:: About this task ::
Looking at the records below, please say how many lines contain the word "capsized", as a bare number.

:: Data provided ::

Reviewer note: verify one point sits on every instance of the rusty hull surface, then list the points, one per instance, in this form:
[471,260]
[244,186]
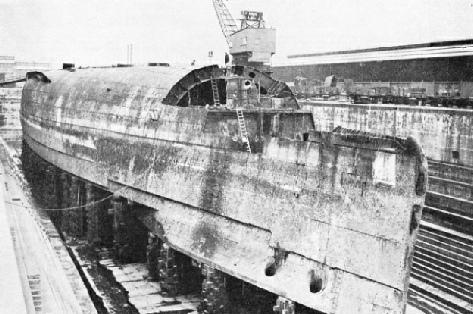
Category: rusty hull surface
[329,222]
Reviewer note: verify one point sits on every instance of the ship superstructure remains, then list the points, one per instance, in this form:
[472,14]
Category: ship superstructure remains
[237,179]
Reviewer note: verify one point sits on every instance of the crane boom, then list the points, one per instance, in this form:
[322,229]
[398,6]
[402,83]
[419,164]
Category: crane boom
[227,24]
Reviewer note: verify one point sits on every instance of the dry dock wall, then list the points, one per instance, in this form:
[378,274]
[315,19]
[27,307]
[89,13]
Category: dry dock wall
[444,133]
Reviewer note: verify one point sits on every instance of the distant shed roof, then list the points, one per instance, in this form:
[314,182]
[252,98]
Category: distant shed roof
[405,52]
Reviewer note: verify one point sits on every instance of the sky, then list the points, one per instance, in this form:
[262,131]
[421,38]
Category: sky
[97,32]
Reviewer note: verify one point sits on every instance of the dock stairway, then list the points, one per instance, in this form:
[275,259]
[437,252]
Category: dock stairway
[442,271]
[215,93]
[243,131]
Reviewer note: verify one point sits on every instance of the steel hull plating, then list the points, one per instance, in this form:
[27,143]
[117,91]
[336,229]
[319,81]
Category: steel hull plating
[345,223]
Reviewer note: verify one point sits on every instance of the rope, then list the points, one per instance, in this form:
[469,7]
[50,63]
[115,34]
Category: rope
[95,202]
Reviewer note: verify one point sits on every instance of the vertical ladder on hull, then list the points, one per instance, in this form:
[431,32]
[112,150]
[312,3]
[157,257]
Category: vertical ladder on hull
[215,91]
[243,131]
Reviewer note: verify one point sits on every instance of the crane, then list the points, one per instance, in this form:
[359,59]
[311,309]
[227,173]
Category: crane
[252,44]
[225,19]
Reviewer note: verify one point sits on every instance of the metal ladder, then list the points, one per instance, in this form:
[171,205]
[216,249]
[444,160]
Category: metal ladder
[215,91]
[243,131]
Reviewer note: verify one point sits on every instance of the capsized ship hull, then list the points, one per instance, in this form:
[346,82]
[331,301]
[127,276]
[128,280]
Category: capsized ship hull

:: Task answer ::
2